» REQUIRED WORK
Every line of the material is to be returned verbatim. Pictures stay out.

» DATA SUPPLIED
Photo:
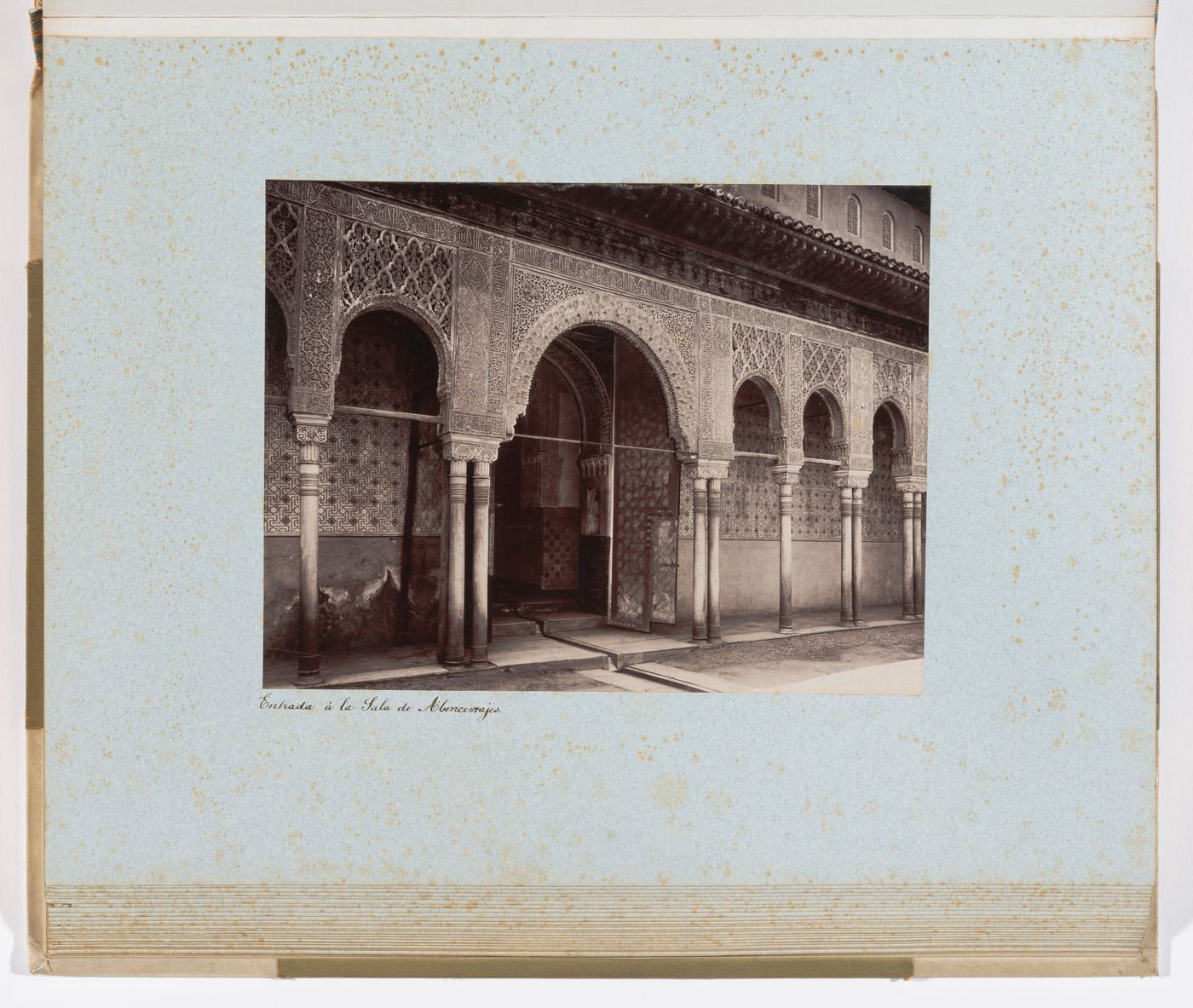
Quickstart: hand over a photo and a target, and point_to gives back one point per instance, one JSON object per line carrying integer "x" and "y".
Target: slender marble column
{"x": 918, "y": 546}
{"x": 309, "y": 435}
{"x": 457, "y": 495}
{"x": 858, "y": 618}
{"x": 908, "y": 555}
{"x": 480, "y": 650}
{"x": 784, "y": 557}
{"x": 700, "y": 560}
{"x": 713, "y": 561}
{"x": 308, "y": 563}
{"x": 846, "y": 556}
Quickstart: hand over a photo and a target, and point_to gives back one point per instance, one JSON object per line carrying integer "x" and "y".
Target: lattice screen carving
{"x": 379, "y": 262}
{"x": 282, "y": 251}
{"x": 826, "y": 366}
{"x": 759, "y": 351}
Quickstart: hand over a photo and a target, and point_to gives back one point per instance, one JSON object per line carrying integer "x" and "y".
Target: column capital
{"x": 704, "y": 468}
{"x": 852, "y": 479}
{"x": 469, "y": 447}
{"x": 310, "y": 429}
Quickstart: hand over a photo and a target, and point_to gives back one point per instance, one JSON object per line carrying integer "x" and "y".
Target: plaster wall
{"x": 360, "y": 587}
{"x": 749, "y": 576}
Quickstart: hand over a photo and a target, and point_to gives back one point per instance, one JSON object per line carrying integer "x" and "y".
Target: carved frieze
{"x": 596, "y": 274}
{"x": 499, "y": 327}
{"x": 393, "y": 216}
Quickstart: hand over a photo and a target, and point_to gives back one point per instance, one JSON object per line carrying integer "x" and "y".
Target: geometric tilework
{"x": 364, "y": 473}
{"x": 561, "y": 549}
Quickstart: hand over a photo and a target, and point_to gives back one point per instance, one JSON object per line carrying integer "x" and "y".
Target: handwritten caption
{"x": 377, "y": 704}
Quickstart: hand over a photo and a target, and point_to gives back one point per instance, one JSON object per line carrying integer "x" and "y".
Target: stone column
{"x": 713, "y": 560}
{"x": 785, "y": 476}
{"x": 457, "y": 497}
{"x": 908, "y": 555}
{"x": 858, "y": 539}
{"x": 700, "y": 558}
{"x": 310, "y": 432}
{"x": 846, "y": 556}
{"x": 918, "y": 546}
{"x": 596, "y": 516}
{"x": 480, "y": 650}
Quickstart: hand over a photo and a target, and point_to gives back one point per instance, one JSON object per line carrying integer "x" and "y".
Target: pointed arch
{"x": 831, "y": 441}
{"x": 775, "y": 409}
{"x": 622, "y": 316}
{"x": 888, "y": 230}
{"x": 898, "y": 423}
{"x": 853, "y": 215}
{"x": 405, "y": 307}
{"x": 587, "y": 388}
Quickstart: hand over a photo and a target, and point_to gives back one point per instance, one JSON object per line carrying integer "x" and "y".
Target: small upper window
{"x": 813, "y": 200}
{"x": 853, "y": 216}
{"x": 888, "y": 232}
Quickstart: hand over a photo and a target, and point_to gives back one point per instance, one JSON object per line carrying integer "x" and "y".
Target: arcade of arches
{"x": 677, "y": 458}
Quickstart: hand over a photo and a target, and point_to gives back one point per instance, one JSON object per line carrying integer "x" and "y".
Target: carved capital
{"x": 852, "y": 480}
{"x": 456, "y": 447}
{"x": 593, "y": 468}
{"x": 785, "y": 475}
{"x": 310, "y": 429}
{"x": 716, "y": 451}
{"x": 706, "y": 469}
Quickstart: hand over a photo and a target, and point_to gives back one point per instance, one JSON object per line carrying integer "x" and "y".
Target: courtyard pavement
{"x": 885, "y": 656}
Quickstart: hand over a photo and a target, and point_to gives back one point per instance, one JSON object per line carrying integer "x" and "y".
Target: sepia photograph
{"x": 620, "y": 438}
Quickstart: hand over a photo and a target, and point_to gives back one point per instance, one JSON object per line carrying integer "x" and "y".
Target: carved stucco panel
{"x": 470, "y": 389}
{"x": 499, "y": 327}
{"x": 862, "y": 409}
{"x": 892, "y": 381}
{"x": 718, "y": 391}
{"x": 920, "y": 420}
{"x": 533, "y": 295}
{"x": 622, "y": 315}
{"x": 283, "y": 226}
{"x": 796, "y": 395}
{"x": 387, "y": 215}
{"x": 318, "y": 316}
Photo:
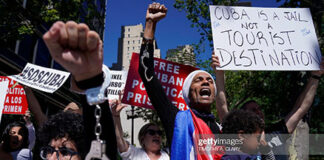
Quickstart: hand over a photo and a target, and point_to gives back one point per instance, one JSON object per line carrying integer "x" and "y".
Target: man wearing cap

» RESPONSE BOX
Photo:
Quickstart: hand over a photo and a target, and point_to gives back one point per instance, one JSON object per line carrying integer "x" and "y".
Target: slender marble column
{"x": 918, "y": 546}
{"x": 309, "y": 435}
{"x": 457, "y": 495}
{"x": 858, "y": 618}
{"x": 908, "y": 555}
{"x": 480, "y": 650}
{"x": 784, "y": 557}
{"x": 700, "y": 560}
{"x": 713, "y": 561}
{"x": 308, "y": 563}
{"x": 846, "y": 556}
Quickstart: hand over a photo and a target, and point_to gives back one point per instance, one JSON object per line carrying integer "x" and "y".
Target: lattice screen carving
{"x": 379, "y": 262}
{"x": 282, "y": 251}
{"x": 826, "y": 366}
{"x": 759, "y": 351}
Quickstart: hand over a photo and a target, and point_to gives back one point per instance, one JSON object per line carrying integer "x" and "y".
Target: column capital
{"x": 704, "y": 468}
{"x": 852, "y": 479}
{"x": 469, "y": 447}
{"x": 310, "y": 429}
Quickstart: hand over a photo and a target, and point_to gives back one point per instance, one JSON object per line carrying integer "x" and "y".
Target: plaster wall
{"x": 360, "y": 587}
{"x": 749, "y": 576}
Quickstart: hand over a photo and a target, and point_to gives back one point per instance, one JSON object per line carrying integer "x" and "y".
Target: carved frieze
{"x": 596, "y": 274}
{"x": 499, "y": 327}
{"x": 393, "y": 216}
Quickstart: hand over a photo and a target, and point_to gives back one point per instance, one JSON object per line carrying integer "x" and "y".
Target: geometric tilework
{"x": 364, "y": 473}
{"x": 561, "y": 549}
Quickstart: hand over a photo and a target, and point_to gives back one point per instance, one JSON object per line carrying integer "x" and "y".
Target: handwritten caption
{"x": 377, "y": 704}
Quickstart: hand over a photo and a target, and point_to gives back one point per instance, one JSON object per line carrying integer "x" and "y".
Target: stone column
{"x": 713, "y": 560}
{"x": 785, "y": 476}
{"x": 457, "y": 497}
{"x": 908, "y": 555}
{"x": 858, "y": 539}
{"x": 700, "y": 558}
{"x": 310, "y": 432}
{"x": 846, "y": 556}
{"x": 918, "y": 546}
{"x": 596, "y": 516}
{"x": 480, "y": 650}
Quickstart: hand over a photo and a target, and point_to gives back one point per instance, one JSON object per line carrying integer "x" and "y".
Target: pointed arch
{"x": 831, "y": 441}
{"x": 775, "y": 409}
{"x": 622, "y": 316}
{"x": 888, "y": 230}
{"x": 898, "y": 423}
{"x": 853, "y": 215}
{"x": 405, "y": 307}
{"x": 587, "y": 388}
Quickstart: hand over a photo and a target, and point_to gives back one point per instance, one JSON object per line carrying integer "x" and "y".
Target: small upper window
{"x": 813, "y": 200}
{"x": 853, "y": 216}
{"x": 888, "y": 232}
Quickstart: hand over a photo and a target, and point_to gives back one point per instance, one JSON object per line carrying integer "x" and "y".
Target: arcade of arches
{"x": 677, "y": 458}
Quickstart: hand over a photo and a target, and point_to gives back one point per instance, one JSON object per line carrying integer "x" and "y".
Target: carved capital
{"x": 852, "y": 480}
{"x": 456, "y": 447}
{"x": 593, "y": 468}
{"x": 785, "y": 475}
{"x": 310, "y": 429}
{"x": 716, "y": 451}
{"x": 706, "y": 469}
Quickstart: hand over a photo and a target, and point_to gives back one point per instance, one JSON object per line carrying integer "x" and "y".
Target: courtyard pavement
{"x": 885, "y": 656}
Quickstart: hand over a photo and a target, and point_to gives back one point per instance, one JSON object per line carrying integer "x" and "y".
Target: sepia photograph
{"x": 620, "y": 438}
Quickstart: hand over a photo and a target, and point_to gives back one point per instance, one JSON object per line carrying integer "x" and "y".
Target: carved stucco panel
{"x": 470, "y": 389}
{"x": 499, "y": 327}
{"x": 862, "y": 409}
{"x": 892, "y": 381}
{"x": 718, "y": 391}
{"x": 920, "y": 420}
{"x": 533, "y": 295}
{"x": 622, "y": 315}
{"x": 283, "y": 226}
{"x": 796, "y": 395}
{"x": 387, "y": 215}
{"x": 318, "y": 316}
Photo:
Quickstart: hand over a photo and a target, and point_to gives back one point per instance, one JSON object per line carrying integer "x" and "y".
Target: man wearing cap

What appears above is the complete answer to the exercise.